<<<<
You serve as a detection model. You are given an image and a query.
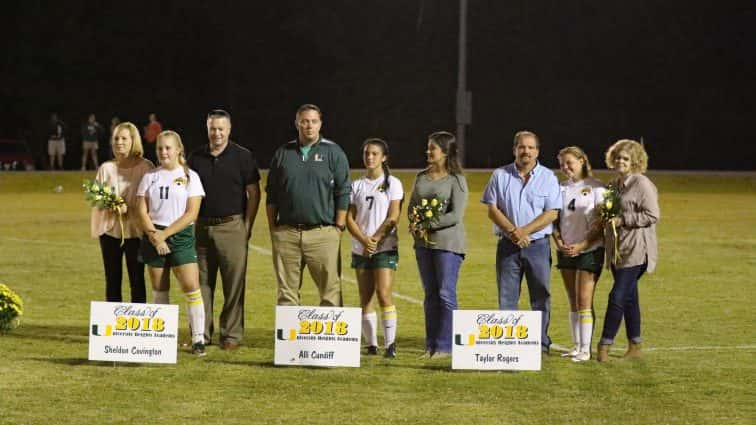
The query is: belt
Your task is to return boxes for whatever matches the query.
[287,224,324,232]
[197,214,241,226]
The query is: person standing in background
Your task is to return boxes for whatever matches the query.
[47,113,66,170]
[144,112,163,163]
[81,114,102,171]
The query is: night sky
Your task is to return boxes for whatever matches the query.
[0,0,756,170]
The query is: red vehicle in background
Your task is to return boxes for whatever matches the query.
[0,139,34,171]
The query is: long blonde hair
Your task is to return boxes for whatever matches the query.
[606,139,648,174]
[110,121,144,158]
[155,130,189,182]
[557,146,593,179]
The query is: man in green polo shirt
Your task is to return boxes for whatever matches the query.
[265,104,351,306]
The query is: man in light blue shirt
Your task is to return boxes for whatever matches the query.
[480,131,562,353]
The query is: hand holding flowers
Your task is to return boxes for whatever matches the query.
[82,180,126,246]
[599,184,622,264]
[82,180,126,213]
[407,197,445,245]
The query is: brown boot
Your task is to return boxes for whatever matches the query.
[623,342,643,360]
[596,344,611,362]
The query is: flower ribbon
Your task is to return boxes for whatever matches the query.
[612,221,620,265]
[115,205,125,246]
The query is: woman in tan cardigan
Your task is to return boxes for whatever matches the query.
[597,140,659,362]
[91,122,154,303]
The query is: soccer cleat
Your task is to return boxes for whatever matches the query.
[383,342,396,359]
[622,342,643,360]
[561,347,580,357]
[571,351,591,363]
[596,343,611,363]
[192,342,207,357]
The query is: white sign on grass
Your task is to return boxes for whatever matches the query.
[89,301,178,363]
[274,306,362,367]
[452,310,541,370]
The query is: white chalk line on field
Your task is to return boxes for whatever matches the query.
[249,244,423,304]
[0,236,756,352]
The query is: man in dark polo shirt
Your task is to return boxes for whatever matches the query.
[189,109,260,351]
[265,104,351,306]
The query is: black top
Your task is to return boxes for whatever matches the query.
[81,122,102,142]
[48,120,66,140]
[188,141,260,217]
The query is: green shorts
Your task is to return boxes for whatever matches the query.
[352,251,399,270]
[557,247,604,281]
[139,224,197,268]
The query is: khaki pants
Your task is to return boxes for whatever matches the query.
[271,226,343,307]
[196,215,247,344]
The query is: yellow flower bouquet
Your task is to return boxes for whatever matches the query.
[0,283,24,333]
[82,180,126,211]
[407,197,445,245]
[599,184,622,264]
[82,180,126,246]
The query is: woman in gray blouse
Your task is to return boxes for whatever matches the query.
[597,140,659,362]
[408,131,468,358]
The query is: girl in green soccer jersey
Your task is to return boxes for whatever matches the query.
[347,139,404,358]
[552,146,606,362]
[137,131,205,356]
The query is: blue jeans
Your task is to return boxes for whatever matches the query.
[599,263,648,345]
[415,248,465,353]
[496,237,551,350]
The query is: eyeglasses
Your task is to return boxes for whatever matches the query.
[207,109,231,119]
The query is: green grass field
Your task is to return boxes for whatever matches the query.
[0,172,756,424]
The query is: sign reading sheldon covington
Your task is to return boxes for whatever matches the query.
[89,301,178,363]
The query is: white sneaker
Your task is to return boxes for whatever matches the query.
[572,351,591,363]
[561,346,580,357]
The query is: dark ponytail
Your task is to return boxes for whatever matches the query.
[428,131,462,176]
[362,137,391,192]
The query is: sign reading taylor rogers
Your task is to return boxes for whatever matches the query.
[274,306,362,367]
[89,301,178,363]
[452,310,541,370]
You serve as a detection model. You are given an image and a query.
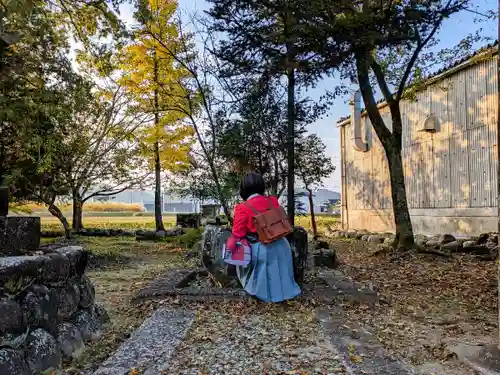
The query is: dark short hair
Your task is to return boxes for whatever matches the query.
[240,173,266,200]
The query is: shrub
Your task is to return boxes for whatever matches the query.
[9,202,145,213]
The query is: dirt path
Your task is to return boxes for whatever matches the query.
>>>>
Reproduce all of the entries above verbatim, leaving out the pictures.

| Worked answer |
You serve as a detection model. You are given an image and a query.
The query is: belt
Your task is to return boxes for whatever matches the query.
[287,224,324,232]
[197,214,241,226]
The query is: person standing in background
Your task is to return boxes for whatever matches the query.
[47,113,66,170]
[144,112,163,163]
[81,114,102,171]
The query is: night sky
Your task is to return boxes for whatever matches the query.
[0,0,756,170]
The query is: red vehicle in background
Your task is to return boxes for whatever matches the query.
[0,139,34,171]
The query is: long blonde hair
Your task is to return boxes for whatever matches the query.
[606,139,648,174]
[110,121,144,158]
[155,130,189,182]
[557,146,593,179]
The query is: man in green polo shirt
Your task is to return boxes for whatever matches the query.
[265,104,351,306]
The query is: man in light blue shirt
Your task is to return boxes for whatever matches the query.
[480,131,562,353]
The query is: hand holding flowers
Your task is to return boxes for whatever matches the query.
[82,180,126,246]
[599,184,622,264]
[82,180,126,213]
[407,197,445,245]
The query is: brown boot
Your task is to return boxes for whatever matches the query.
[623,342,643,360]
[596,344,611,362]
The query is: flower ribbon
Your task is to return boxes for whatever matches the query.
[612,221,620,265]
[115,205,125,246]
The query is: woman in tan cardigan
Your task is to return boxes for whatever matches the query.
[597,140,659,362]
[91,122,154,303]
The query is: soccer cleat
Your task is to return boxes for whatever matches the query.
[383,342,396,359]
[622,342,643,360]
[561,347,580,357]
[571,351,591,363]
[596,343,611,363]
[192,342,207,357]
The query is: white sign on grass
Your task is to return boxes for whatever matches the query.
[89,301,178,363]
[274,306,362,367]
[452,310,541,370]
The query is: white chalk line on field
Your task is to return boxes for whatever matches the query.
[249,244,423,304]
[0,236,756,352]
The query is: man in dark polo shirt
Your task is to return boxes for whatever matches the query.
[189,109,260,351]
[265,104,351,306]
The query is: black top
Your task is to return boxes for whatever matches the query.
[81,122,102,142]
[48,120,66,140]
[188,141,260,217]
The query is: green shorts
Your task is to return boxes for whatever matches the query.
[352,251,399,270]
[557,247,604,281]
[139,224,197,268]
The query is: khaki pants
Your task is to return boxes for whatever matches the query.
[271,226,343,307]
[196,215,247,344]
The query is: yellow flower bouquet
Your task is to return boxes for whatever matches the query.
[0,283,24,333]
[82,180,126,211]
[407,197,445,245]
[599,184,622,264]
[82,180,126,246]
The query is: woman in gray blouse
Your task is to return boxes for whatever matches the query.
[597,140,659,362]
[408,131,468,358]
The query is: girl in green soccer jersey
Your task is to return boxes for whatever matches the query.
[347,139,404,358]
[552,146,606,362]
[137,131,205,356]
The query is: blue jeans
Your task is to return boxes for whatever matches the query.
[599,263,648,345]
[415,248,465,353]
[496,237,551,350]
The query is: eyeglasses
Your task is to return boxes for whatever matches the query.
[207,109,231,119]
The query is: green grass field
Your task is to return boxes for whatever matches the query.
[0,172,756,424]
The query is: sign reading sheldon covington
Your task is to return boxes for whatever matches the query.
[89,301,178,363]
The query is: white sneaker
Your task is to return boxes for whatever matches the query.
[572,351,591,363]
[561,346,580,357]
The query is: dark ponytail
Your task is to return boxes for whatever matches the query.
[428,131,462,176]
[362,137,391,192]
The query is: sign reading taylor rogers
Your task is to return boxes for whatever matches the query.
[274,306,362,367]
[89,301,178,363]
[452,310,541,370]
You serve as a detection model. You are given an image and a query.
The query is: dark short hair
Your task is to return boxes for whatever matches the query.
[240,173,266,200]
The query is: shrub
Your task is to return boxes for whatever matches the query.
[9,202,145,213]
The query is: dirt path
Your task is to return boxes for whatever matches the query.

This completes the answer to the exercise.